START Source extract
Meetings won’t go away, because humans are collaborative. It takes one person to have a great idea, but it takes a team to realise and implement it – which is why co-working spaces will remain an important part of life for those taking up the challenge of employing themselves, and others by forming SME’s, in the new world order.
The shift in ways of working has also shown that decentralisation is possible – something that may become a necessity in the future. All those shiny offices in global centres are expensive line items on the annual budget, and since budgets are going to be way tighter – if not non-existent – in future, even SME’s may have to make peace with the fact that not everyone needs to share a space. And knowing what we know now about how easy it is to spread viruses in close-contact working spaces, there’s a convincing health argument for decentralisation, too.
If an SME team is driven enough, nobody will have to worry about clock-watching or ensuring that people are doing their jobs by having a manager stalking the halls and peering over cubicle walls. There will be essential functions that rely on being physically present in a space – but there’s no reason that different functions of a business can’t be split across different spaces, cities or even time zones to maximise efficiency and save costs. And with flexibility of working time now becoming an option across many industries, that demand will need to be catered for by SME’s and other employers, in the future.
Building more efficient spaces has been an important global trend over the past few years as companies realise the impact their business has on the planet. What about the environmental cost of getting people to that office every day, and of business travel? Cutting out the commute for the global workforce has already had a noticeable effect on the environment – fake-news dolphins in the canals of Venice, aside – so now that we’ve proven it’s possible to decentralise or work remotely, why not continue that?
END Source extract
**Exercise brief**
Carry on the piece about decentralized work and the future of the office with a few more paragraphs, starting after its closing question about continuing remote work.
START Source data
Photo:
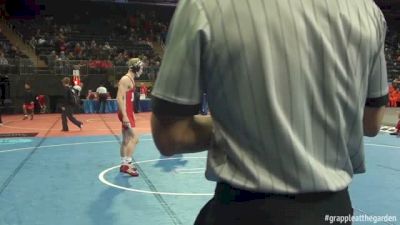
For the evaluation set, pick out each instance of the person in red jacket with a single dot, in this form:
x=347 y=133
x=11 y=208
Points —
x=397 y=132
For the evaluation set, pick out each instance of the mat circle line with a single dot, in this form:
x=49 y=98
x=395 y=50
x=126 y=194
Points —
x=106 y=182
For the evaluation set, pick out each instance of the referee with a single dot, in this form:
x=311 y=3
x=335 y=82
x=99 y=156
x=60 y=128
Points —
x=292 y=86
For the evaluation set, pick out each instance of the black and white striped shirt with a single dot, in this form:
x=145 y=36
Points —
x=287 y=81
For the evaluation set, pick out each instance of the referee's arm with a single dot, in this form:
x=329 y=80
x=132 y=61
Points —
x=178 y=129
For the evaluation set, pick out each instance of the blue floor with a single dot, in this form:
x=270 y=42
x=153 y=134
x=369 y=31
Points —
x=73 y=181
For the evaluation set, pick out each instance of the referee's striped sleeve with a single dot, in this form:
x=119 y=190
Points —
x=377 y=84
x=180 y=79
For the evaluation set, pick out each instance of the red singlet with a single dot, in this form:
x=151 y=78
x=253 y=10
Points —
x=129 y=106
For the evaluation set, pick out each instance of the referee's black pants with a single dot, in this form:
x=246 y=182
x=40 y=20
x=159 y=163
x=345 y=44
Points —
x=67 y=113
x=232 y=206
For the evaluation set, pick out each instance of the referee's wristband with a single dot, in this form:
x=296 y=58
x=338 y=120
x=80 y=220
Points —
x=377 y=102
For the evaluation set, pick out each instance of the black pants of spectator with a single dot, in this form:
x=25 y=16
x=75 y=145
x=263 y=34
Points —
x=67 y=113
x=237 y=207
x=102 y=103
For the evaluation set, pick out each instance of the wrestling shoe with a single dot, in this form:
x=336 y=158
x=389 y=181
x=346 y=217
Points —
x=128 y=169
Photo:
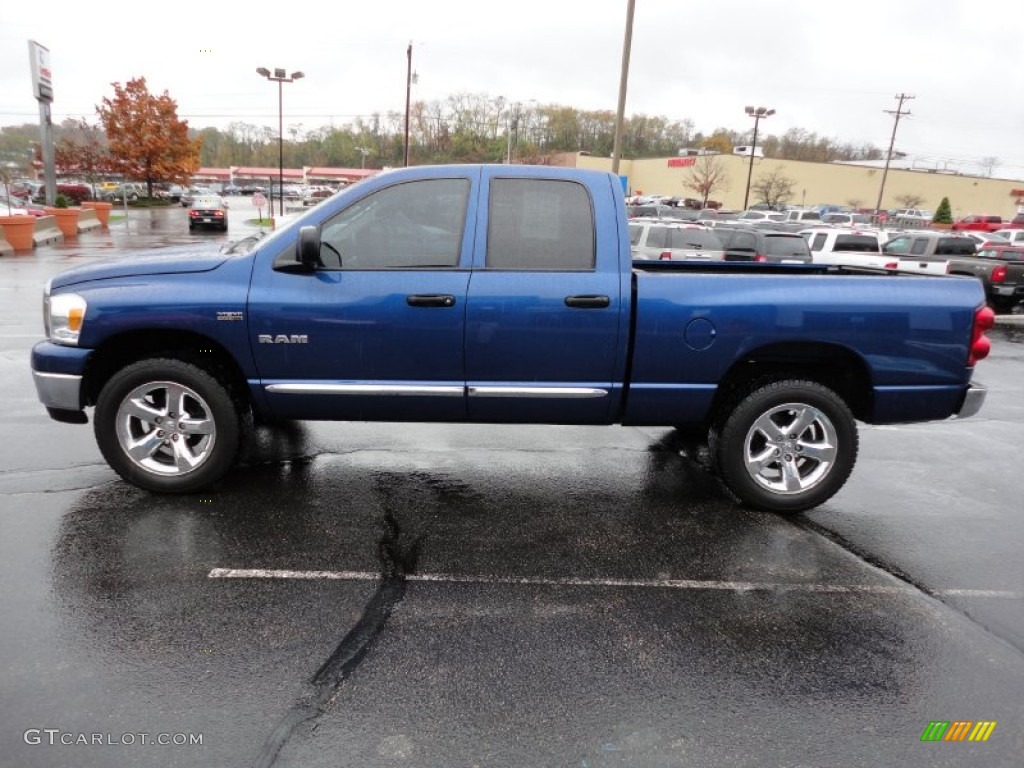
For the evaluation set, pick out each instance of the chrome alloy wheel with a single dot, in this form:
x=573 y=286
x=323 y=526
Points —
x=791 y=448
x=166 y=428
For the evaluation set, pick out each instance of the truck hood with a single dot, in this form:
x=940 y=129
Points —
x=160 y=261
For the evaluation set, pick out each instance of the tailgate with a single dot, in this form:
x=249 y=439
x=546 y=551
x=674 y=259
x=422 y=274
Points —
x=923 y=266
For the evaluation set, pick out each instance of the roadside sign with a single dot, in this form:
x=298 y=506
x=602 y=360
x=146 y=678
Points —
x=259 y=200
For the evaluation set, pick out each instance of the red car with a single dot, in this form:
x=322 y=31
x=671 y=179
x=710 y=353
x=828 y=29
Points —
x=981 y=223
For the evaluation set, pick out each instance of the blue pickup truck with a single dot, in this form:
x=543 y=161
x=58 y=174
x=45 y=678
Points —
x=501 y=294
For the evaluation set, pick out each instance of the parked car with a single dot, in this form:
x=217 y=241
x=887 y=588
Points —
x=192 y=193
x=77 y=194
x=489 y=312
x=1000 y=269
x=847 y=219
x=172 y=193
x=982 y=223
x=1013 y=237
x=751 y=244
x=985 y=239
x=655 y=210
x=125 y=190
x=208 y=211
x=668 y=241
x=921 y=216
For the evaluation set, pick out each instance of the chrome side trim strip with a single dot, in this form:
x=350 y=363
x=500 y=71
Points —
x=542 y=392
x=418 y=390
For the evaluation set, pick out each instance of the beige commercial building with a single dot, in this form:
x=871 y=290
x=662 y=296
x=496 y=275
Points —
x=816 y=183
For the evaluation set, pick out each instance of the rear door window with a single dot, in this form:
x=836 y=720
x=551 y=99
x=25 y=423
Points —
x=955 y=247
x=858 y=243
x=540 y=224
x=701 y=240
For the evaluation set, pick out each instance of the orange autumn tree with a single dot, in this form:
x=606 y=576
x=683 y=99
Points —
x=147 y=141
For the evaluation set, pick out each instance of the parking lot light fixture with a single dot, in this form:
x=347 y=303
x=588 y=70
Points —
x=280 y=76
x=758 y=114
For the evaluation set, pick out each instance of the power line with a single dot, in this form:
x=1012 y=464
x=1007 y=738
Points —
x=897 y=113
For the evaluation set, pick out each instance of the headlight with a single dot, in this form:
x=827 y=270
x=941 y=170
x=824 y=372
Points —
x=64 y=315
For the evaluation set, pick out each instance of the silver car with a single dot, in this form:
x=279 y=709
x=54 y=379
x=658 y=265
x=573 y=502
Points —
x=659 y=240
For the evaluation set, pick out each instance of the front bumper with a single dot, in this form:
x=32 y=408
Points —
x=974 y=398
x=57 y=372
x=60 y=391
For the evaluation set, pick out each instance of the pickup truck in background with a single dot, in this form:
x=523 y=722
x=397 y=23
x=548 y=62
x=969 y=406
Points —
x=501 y=294
x=1000 y=269
x=846 y=247
x=980 y=223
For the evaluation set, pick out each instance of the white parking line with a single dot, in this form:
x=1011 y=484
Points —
x=676 y=584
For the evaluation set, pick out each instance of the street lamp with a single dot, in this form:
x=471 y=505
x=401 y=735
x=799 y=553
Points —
x=758 y=114
x=280 y=76
x=411 y=77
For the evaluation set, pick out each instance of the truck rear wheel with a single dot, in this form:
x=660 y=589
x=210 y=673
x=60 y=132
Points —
x=786 y=445
x=168 y=426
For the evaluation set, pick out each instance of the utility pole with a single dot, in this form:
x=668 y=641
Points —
x=897 y=113
x=624 y=78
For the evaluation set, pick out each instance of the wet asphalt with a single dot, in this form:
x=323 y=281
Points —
x=440 y=595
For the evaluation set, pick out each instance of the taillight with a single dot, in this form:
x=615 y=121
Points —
x=984 y=318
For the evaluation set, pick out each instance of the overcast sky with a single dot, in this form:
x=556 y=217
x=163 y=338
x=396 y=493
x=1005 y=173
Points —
x=828 y=68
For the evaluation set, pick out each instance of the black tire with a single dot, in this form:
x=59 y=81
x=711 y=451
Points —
x=785 y=470
x=136 y=409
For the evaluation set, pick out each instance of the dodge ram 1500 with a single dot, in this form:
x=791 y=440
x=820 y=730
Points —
x=501 y=294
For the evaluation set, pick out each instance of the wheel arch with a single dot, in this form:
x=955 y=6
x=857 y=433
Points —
x=124 y=349
x=834 y=366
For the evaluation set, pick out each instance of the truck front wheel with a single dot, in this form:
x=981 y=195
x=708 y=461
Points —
x=786 y=445
x=168 y=426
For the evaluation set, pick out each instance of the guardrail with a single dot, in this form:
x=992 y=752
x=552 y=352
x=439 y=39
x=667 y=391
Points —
x=88 y=219
x=46 y=230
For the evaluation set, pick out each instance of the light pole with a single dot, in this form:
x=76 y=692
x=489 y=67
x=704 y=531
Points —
x=411 y=78
x=281 y=77
x=758 y=114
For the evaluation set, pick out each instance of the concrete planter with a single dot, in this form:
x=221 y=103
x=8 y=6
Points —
x=17 y=231
x=67 y=219
x=102 y=210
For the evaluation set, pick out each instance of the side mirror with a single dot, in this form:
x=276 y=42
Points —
x=307 y=248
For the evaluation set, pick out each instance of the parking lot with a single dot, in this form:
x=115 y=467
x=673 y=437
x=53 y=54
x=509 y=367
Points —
x=442 y=595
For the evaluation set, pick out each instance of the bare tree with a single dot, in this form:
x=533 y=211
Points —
x=708 y=175
x=773 y=187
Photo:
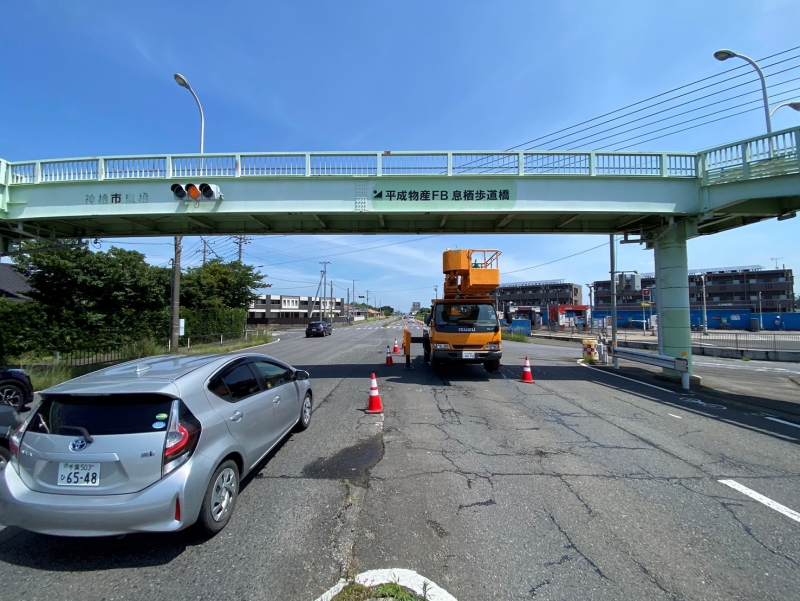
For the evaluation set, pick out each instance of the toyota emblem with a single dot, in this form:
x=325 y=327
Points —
x=78 y=445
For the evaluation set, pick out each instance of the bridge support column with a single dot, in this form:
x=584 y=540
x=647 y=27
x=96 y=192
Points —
x=673 y=291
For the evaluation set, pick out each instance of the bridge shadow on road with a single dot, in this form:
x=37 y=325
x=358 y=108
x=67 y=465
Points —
x=740 y=410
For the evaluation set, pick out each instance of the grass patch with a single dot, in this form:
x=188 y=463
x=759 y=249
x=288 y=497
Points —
x=47 y=376
x=514 y=337
x=392 y=591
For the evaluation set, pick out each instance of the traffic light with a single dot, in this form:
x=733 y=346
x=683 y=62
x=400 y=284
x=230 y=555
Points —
x=206 y=191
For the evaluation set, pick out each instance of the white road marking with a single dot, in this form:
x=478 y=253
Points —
x=762 y=499
x=626 y=378
x=775 y=419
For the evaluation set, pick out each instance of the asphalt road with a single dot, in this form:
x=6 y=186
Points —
x=581 y=485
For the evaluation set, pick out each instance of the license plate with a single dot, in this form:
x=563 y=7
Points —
x=79 y=474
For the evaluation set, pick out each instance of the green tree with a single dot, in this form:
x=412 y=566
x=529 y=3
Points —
x=91 y=299
x=219 y=285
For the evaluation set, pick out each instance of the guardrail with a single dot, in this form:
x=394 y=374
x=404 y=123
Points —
x=678 y=364
x=355 y=164
x=762 y=156
x=748 y=341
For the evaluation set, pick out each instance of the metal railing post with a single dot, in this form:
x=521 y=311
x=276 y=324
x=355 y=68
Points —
x=745 y=150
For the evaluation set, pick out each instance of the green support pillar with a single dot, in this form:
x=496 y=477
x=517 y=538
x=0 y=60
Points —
x=673 y=290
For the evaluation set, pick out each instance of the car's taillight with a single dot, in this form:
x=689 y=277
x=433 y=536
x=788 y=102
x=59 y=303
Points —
x=181 y=439
x=14 y=443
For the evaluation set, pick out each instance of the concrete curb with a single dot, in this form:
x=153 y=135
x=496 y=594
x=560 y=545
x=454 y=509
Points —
x=406 y=578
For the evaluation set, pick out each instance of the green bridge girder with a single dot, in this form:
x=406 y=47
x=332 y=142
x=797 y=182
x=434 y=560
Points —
x=404 y=193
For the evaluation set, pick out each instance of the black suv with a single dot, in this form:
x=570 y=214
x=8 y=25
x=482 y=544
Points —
x=319 y=328
x=16 y=389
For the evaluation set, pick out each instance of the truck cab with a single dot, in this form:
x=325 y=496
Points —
x=463 y=327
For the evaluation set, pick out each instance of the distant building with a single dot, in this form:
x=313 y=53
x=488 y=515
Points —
x=267 y=308
x=538 y=295
x=13 y=285
x=751 y=287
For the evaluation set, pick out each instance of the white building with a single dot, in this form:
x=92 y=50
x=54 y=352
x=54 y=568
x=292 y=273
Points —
x=278 y=307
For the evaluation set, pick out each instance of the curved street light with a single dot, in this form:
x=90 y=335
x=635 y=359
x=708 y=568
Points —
x=794 y=105
x=723 y=55
x=184 y=83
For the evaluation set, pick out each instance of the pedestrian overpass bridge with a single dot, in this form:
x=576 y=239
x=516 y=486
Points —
x=660 y=199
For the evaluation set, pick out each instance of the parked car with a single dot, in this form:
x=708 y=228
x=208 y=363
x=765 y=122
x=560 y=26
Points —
x=152 y=445
x=9 y=421
x=319 y=328
x=16 y=389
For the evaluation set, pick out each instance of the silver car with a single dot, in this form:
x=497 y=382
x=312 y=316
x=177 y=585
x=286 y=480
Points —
x=152 y=445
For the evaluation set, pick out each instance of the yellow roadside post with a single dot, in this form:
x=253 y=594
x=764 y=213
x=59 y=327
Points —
x=407 y=347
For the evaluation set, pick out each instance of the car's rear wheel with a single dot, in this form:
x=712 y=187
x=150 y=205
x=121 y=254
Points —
x=12 y=395
x=220 y=499
x=305 y=414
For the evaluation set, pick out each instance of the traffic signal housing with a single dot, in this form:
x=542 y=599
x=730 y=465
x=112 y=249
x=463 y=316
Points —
x=191 y=191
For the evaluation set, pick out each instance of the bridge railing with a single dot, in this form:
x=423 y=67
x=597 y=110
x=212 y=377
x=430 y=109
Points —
x=356 y=164
x=762 y=156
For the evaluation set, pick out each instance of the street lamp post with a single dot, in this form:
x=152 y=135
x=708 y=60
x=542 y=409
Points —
x=723 y=55
x=705 y=314
x=793 y=105
x=176 y=276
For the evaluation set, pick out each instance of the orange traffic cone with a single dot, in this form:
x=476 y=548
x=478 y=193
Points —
x=375 y=404
x=527 y=376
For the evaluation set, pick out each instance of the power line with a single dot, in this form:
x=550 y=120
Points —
x=557 y=260
x=653 y=98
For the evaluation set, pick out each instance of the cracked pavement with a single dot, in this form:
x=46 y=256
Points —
x=580 y=485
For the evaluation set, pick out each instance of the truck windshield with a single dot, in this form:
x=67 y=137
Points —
x=467 y=315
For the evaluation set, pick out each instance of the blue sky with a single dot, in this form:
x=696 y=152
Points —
x=85 y=78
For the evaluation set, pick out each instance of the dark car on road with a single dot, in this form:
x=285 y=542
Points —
x=16 y=389
x=319 y=328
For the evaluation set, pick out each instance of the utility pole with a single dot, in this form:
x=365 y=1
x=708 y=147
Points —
x=705 y=314
x=325 y=284
x=614 y=299
x=176 y=295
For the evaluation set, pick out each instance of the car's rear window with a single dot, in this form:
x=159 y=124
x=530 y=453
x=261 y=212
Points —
x=102 y=414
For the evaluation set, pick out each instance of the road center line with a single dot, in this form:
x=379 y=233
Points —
x=762 y=499
x=775 y=419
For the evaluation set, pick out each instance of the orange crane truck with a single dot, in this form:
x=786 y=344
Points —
x=463 y=326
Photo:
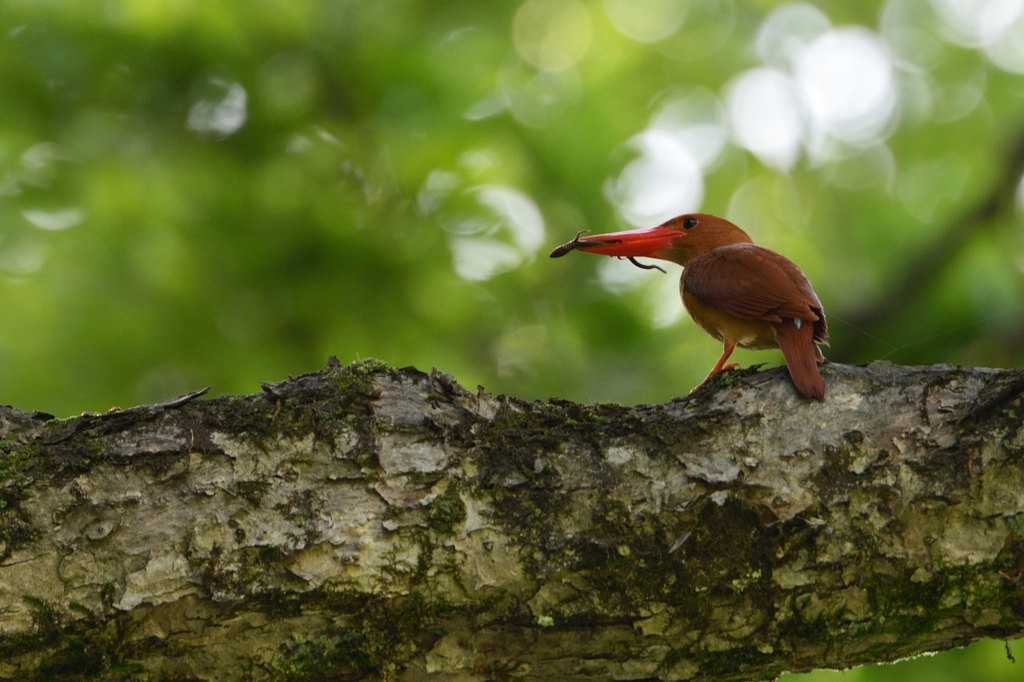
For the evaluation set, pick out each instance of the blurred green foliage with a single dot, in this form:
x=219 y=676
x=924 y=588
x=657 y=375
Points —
x=221 y=193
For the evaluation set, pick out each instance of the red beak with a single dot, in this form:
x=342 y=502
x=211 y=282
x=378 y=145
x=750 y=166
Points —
x=646 y=242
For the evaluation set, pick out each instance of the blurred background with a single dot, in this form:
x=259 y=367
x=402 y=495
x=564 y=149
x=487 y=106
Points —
x=208 y=192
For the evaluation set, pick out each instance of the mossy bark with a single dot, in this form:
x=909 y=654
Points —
x=366 y=522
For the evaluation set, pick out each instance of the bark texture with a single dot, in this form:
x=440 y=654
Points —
x=365 y=522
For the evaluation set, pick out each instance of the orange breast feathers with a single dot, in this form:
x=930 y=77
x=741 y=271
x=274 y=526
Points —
x=739 y=293
x=755 y=298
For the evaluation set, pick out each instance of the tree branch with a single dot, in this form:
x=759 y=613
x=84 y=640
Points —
x=370 y=522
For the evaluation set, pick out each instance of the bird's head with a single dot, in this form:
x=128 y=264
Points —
x=679 y=240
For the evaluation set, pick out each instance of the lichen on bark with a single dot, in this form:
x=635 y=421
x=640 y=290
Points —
x=366 y=522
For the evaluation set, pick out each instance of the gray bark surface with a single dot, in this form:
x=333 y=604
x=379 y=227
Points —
x=366 y=522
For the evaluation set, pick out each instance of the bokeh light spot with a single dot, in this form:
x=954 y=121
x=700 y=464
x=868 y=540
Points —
x=551 y=35
x=646 y=20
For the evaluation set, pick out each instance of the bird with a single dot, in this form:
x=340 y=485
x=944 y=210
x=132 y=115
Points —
x=739 y=293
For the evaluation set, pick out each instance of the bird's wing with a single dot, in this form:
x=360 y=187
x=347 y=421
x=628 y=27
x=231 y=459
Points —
x=752 y=283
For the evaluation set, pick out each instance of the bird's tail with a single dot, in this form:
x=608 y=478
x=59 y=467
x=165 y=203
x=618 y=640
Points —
x=796 y=338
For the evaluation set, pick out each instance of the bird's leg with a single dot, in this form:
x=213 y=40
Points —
x=730 y=345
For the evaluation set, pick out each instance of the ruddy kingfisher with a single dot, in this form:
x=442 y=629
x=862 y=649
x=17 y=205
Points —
x=739 y=293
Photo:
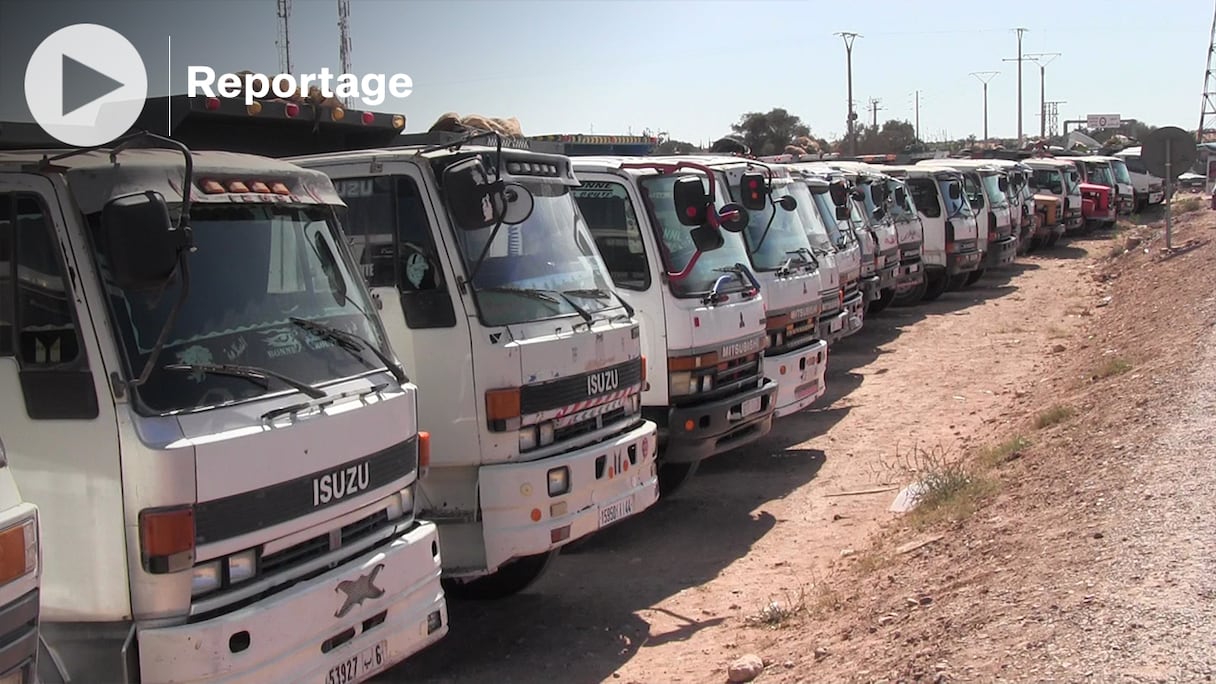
END Source data
**Expected answer**
Carbon monoxide emissions in New York have been slashed by 50% over the past few weeks – mostly on the back of reduced road traffic – and an analysis by climate website Carbon Brief indicates that the shut-down in China has resulted in a 25% drop in energy use and emissions over a two week period at the height of the pandemic there, which is set to lead to an overall drop of 1% in the country’s carbon emissions for 2020. As industry ramps up again around the world, emissions will rise once more, but those numbers do illustrate the significant impact a reduction in worker commuting, can have for the planet.
4IR Creating Opportunities
While there’s plenty of concern that the Fourth Industrial Revolution (4IR) is going to cost millions of jobs, it’s also set to deliver millions of opportunities and plenty of efficiencies.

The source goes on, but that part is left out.